**INSTRUCTIONS FOR THE TASK**: Everything from the line with "instance of sloped" to the end of the data below must be returned exactly as it is, and nothing besides.

**SOURCE MATERIAL**:

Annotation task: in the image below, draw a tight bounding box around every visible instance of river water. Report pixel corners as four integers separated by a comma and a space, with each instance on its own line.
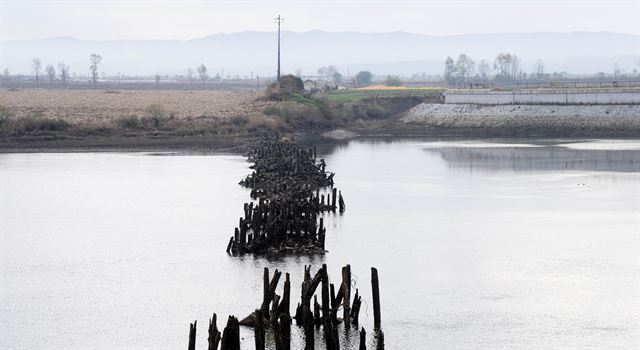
1, 139, 639, 349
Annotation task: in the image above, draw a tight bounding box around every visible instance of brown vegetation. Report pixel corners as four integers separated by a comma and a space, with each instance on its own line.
0, 89, 285, 139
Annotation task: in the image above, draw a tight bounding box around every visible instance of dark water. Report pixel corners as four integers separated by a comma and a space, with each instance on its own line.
1, 139, 639, 349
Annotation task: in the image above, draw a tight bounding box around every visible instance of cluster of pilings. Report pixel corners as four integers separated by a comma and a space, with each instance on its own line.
187, 265, 384, 350
227, 141, 345, 255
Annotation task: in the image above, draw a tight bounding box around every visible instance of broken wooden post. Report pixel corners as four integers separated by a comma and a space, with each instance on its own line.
188, 320, 197, 350
321, 264, 336, 350
254, 309, 265, 350
342, 265, 351, 328
208, 313, 221, 350
220, 316, 240, 350
279, 313, 291, 350
338, 191, 345, 213
359, 327, 366, 350
371, 267, 381, 331
332, 187, 337, 211
274, 318, 284, 350
261, 268, 281, 317
351, 289, 362, 326
225, 237, 234, 254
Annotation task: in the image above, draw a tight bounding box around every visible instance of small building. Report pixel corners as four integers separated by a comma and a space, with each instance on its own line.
303, 79, 317, 91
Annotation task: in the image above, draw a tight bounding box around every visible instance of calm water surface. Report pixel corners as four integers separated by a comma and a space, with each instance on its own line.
1, 139, 639, 349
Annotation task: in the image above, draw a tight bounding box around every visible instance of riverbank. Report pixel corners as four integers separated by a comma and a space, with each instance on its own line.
2, 88, 639, 151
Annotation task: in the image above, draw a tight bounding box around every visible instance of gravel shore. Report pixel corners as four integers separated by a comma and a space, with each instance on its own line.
402, 103, 640, 137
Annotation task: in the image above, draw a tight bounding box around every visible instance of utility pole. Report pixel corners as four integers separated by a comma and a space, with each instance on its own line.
275, 14, 284, 81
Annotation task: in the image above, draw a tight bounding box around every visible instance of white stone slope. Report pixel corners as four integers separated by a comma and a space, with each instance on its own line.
403, 103, 640, 131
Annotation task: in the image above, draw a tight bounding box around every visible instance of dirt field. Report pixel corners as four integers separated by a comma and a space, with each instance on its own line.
0, 89, 265, 125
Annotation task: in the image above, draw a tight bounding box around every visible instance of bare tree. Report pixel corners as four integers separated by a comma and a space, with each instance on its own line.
510, 55, 521, 82
58, 63, 70, 84
45, 64, 56, 84
478, 60, 490, 81
613, 62, 620, 79
493, 53, 510, 80
443, 57, 455, 85
89, 54, 102, 85
534, 59, 544, 80
196, 64, 208, 85
455, 54, 475, 82
187, 68, 194, 85
32, 58, 42, 83
317, 65, 338, 80
2, 68, 9, 86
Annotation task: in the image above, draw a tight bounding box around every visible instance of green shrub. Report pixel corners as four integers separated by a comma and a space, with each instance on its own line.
142, 104, 167, 128
384, 75, 403, 87
21, 116, 70, 132
365, 105, 386, 119
263, 106, 281, 116
0, 105, 12, 130
117, 115, 141, 129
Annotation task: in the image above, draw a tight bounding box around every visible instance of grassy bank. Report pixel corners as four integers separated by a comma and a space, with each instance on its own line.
1, 88, 437, 150
325, 87, 444, 103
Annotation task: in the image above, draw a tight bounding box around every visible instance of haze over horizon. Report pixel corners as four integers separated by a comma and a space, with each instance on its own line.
1, 0, 639, 77
1, 0, 639, 41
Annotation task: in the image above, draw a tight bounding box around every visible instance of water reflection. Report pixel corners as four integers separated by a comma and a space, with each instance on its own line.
425, 146, 640, 172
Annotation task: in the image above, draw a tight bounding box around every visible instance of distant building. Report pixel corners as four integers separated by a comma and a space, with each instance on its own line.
303, 79, 317, 91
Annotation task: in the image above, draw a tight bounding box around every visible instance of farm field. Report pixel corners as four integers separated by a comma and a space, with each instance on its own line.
0, 89, 264, 124
325, 86, 444, 103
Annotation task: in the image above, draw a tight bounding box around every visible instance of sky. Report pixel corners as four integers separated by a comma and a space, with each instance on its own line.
1, 0, 639, 41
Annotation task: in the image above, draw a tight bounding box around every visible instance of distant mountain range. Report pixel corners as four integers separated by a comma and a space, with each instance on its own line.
2, 31, 638, 77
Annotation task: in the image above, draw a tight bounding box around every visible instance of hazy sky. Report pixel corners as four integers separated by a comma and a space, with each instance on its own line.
1, 0, 639, 40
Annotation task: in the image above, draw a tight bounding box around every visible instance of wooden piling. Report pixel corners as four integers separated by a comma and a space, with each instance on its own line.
371, 268, 381, 331
188, 320, 197, 350
351, 289, 362, 325
220, 316, 240, 350
208, 313, 221, 350
359, 327, 367, 350
376, 330, 384, 350
342, 265, 351, 328
254, 309, 265, 350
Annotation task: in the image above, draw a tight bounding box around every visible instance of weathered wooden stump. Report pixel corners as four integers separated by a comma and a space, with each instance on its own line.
208, 313, 221, 350
220, 316, 240, 350
188, 320, 197, 350
359, 327, 367, 350
371, 267, 381, 332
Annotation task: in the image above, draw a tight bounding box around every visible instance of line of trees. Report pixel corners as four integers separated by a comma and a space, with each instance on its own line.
444, 53, 551, 85
21, 54, 101, 85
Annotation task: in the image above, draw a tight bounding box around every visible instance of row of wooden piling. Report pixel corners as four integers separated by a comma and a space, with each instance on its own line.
227, 141, 345, 255
187, 265, 384, 350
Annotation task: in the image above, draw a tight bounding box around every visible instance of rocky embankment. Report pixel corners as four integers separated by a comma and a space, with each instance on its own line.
401, 103, 640, 137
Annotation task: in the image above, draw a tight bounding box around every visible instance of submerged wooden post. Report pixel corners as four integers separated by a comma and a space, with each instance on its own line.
359, 327, 367, 350
332, 188, 337, 211
188, 320, 197, 350
376, 330, 384, 350
220, 316, 240, 350
321, 264, 336, 350
351, 289, 362, 325
280, 313, 291, 350
254, 309, 265, 350
371, 267, 381, 331
342, 264, 351, 328
208, 313, 221, 350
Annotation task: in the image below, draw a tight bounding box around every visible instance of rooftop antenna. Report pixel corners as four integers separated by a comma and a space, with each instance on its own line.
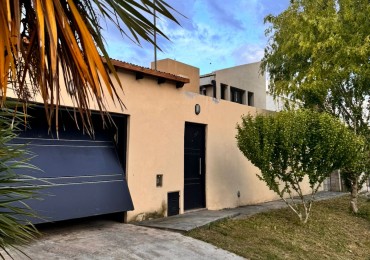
153, 0, 157, 70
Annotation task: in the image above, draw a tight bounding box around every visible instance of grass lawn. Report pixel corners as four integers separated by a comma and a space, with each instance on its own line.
187, 195, 370, 260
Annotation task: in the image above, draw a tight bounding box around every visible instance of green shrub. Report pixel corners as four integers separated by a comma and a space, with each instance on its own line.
236, 109, 362, 223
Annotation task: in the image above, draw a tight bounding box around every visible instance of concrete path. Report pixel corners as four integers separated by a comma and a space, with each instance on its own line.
7, 220, 243, 260
139, 191, 346, 231
230, 191, 345, 220
136, 209, 239, 232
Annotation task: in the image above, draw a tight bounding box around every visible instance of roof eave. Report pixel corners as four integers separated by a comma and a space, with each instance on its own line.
103, 58, 190, 88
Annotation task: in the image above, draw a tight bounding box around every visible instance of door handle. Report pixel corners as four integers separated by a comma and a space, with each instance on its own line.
199, 157, 202, 175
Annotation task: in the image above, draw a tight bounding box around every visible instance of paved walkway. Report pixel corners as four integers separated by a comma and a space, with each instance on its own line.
138, 191, 346, 231
7, 221, 243, 260
137, 210, 239, 232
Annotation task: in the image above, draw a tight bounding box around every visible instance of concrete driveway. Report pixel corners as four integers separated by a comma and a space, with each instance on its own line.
8, 219, 243, 260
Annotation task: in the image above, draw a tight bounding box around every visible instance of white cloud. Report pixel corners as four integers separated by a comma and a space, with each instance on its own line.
101, 0, 290, 73
233, 44, 265, 64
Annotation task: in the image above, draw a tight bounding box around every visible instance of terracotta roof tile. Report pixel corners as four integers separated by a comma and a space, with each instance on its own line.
104, 58, 190, 88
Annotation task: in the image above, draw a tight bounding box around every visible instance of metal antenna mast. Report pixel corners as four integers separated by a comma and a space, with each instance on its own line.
153, 0, 157, 70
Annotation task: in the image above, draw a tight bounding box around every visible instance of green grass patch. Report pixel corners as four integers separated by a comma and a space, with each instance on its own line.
187, 195, 370, 260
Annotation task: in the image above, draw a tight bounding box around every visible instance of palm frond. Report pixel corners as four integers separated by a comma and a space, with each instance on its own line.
1, 0, 180, 134
0, 104, 40, 259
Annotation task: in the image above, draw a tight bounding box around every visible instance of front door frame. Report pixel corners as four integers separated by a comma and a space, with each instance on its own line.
184, 122, 206, 211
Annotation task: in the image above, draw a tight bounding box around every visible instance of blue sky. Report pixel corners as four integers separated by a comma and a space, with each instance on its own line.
103, 0, 290, 75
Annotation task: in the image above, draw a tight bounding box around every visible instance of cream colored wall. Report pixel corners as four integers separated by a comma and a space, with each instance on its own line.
99, 70, 312, 221
151, 58, 200, 93
6, 64, 313, 223
215, 62, 267, 109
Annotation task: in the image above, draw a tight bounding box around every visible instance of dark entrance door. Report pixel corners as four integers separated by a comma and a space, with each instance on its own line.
184, 122, 205, 210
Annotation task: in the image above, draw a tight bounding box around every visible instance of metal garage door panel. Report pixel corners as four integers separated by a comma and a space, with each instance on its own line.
6, 110, 133, 224
11, 136, 134, 224
12, 138, 123, 177
24, 180, 133, 224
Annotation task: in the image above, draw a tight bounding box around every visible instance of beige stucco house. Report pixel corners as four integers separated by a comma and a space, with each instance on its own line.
200, 62, 266, 109
107, 58, 287, 222
200, 62, 286, 111
7, 58, 314, 223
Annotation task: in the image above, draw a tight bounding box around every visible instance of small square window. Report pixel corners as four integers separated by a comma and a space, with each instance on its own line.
230, 87, 245, 104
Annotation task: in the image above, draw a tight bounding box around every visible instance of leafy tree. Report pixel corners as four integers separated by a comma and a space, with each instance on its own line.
0, 0, 179, 133
0, 105, 40, 258
236, 109, 362, 223
261, 0, 370, 213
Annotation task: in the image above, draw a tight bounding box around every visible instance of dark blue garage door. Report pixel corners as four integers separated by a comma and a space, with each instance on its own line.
11, 108, 133, 224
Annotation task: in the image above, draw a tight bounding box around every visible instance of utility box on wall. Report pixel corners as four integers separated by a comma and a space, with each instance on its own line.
167, 192, 180, 216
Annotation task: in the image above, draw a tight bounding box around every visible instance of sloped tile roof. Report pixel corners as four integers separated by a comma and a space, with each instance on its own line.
105, 58, 190, 86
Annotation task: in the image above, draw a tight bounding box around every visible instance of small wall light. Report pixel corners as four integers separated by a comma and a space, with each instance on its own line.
195, 104, 201, 115
67, 80, 77, 96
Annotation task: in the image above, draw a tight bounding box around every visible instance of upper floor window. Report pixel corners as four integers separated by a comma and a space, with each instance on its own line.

**SOLUTION TO THIS PROBLEM**:
Annotation task: in the image above, draw a tight bounding box around every visible instance of sloped tile roof. Report pixel corners as four integers separated by a comma and a space, with each instance on its own line.
105, 58, 190, 86
Annotation task: in the image above, draw a tight bounding box around every visible instance of small wall light. Report pixel corners as four integers separated by a comma and a space, with each instance on its own line.
195, 104, 201, 115
67, 80, 77, 96
Annotation task: in the image above, draw a tight bounding box around every visible instance of upper floor window. Report pixel corners as four integers separated by a comma and a space, with each instance on its own line.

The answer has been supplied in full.